*** PROVIDED ENTRIES

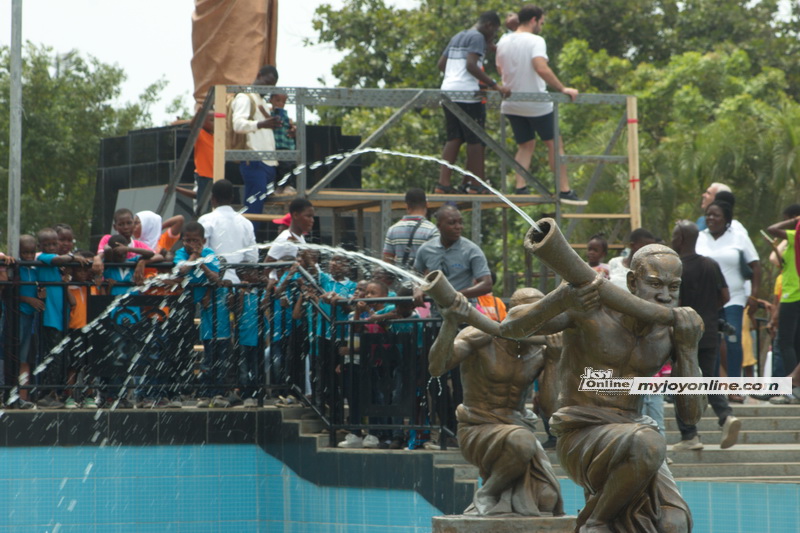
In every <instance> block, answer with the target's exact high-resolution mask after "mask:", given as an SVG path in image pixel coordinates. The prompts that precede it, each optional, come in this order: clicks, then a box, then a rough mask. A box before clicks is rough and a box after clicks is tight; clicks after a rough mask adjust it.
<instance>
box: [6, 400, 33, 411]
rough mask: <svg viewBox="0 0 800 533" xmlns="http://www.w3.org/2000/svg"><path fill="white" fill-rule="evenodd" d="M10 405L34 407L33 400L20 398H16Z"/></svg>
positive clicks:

******
*** PROVIDED ENTRIES

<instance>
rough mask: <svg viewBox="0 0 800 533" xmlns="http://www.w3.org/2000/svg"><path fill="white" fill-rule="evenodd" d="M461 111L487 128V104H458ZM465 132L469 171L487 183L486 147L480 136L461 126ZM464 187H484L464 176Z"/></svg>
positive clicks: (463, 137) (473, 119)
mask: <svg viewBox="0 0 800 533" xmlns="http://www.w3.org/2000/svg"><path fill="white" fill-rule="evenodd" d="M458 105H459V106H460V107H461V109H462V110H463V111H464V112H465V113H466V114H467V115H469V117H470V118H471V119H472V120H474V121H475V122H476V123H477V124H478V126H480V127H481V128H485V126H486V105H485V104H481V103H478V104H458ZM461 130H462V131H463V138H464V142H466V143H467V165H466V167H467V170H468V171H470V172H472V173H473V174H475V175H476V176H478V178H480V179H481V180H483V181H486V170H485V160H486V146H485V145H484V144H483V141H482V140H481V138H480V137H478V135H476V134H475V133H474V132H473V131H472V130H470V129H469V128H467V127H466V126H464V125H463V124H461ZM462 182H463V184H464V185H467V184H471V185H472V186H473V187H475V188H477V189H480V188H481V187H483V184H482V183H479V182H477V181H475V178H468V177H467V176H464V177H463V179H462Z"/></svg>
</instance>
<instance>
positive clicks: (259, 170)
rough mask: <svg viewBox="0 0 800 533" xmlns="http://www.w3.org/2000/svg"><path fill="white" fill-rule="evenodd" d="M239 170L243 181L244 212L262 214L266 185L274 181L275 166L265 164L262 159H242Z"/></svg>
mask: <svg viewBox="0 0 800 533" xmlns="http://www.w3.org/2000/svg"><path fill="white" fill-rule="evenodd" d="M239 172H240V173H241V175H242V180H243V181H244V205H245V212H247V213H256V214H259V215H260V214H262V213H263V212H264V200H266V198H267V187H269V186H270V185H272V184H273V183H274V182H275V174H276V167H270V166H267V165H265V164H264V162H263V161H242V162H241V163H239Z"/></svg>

******
*** PROVIDED ENTRIES

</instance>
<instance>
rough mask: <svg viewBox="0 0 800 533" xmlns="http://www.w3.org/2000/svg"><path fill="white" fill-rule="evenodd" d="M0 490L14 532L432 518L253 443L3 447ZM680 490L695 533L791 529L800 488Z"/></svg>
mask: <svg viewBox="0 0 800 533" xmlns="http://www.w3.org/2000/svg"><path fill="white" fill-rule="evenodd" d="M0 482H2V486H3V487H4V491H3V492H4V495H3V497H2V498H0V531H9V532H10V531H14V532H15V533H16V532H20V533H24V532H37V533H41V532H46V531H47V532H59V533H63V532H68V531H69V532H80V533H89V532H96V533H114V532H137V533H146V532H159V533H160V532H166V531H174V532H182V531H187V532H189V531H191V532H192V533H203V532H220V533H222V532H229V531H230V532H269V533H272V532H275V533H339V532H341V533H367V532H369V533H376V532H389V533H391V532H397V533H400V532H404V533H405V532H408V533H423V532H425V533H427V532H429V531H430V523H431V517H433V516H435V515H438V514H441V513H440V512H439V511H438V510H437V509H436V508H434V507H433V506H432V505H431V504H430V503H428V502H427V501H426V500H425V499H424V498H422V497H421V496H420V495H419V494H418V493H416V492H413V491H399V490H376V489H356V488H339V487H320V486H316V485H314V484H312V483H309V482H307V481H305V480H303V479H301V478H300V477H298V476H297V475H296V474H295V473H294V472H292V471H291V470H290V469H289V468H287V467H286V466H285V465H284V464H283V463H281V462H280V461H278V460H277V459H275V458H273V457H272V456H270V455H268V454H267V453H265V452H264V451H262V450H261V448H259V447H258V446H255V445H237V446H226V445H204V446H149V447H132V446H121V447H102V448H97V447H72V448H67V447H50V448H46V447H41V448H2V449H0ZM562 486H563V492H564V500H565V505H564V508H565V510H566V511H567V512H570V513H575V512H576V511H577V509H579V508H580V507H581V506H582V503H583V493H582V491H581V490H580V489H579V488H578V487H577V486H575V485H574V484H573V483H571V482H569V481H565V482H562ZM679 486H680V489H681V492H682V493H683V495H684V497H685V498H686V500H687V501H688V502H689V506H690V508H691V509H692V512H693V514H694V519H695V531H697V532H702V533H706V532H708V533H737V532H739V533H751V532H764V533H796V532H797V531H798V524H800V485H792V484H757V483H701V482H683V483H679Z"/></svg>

******

# TASK GOAL:
Please state how many lines in the entries above contain the string "clicks", where case matters. Reply with the number alone.

# WRITTEN SOLUTION:
4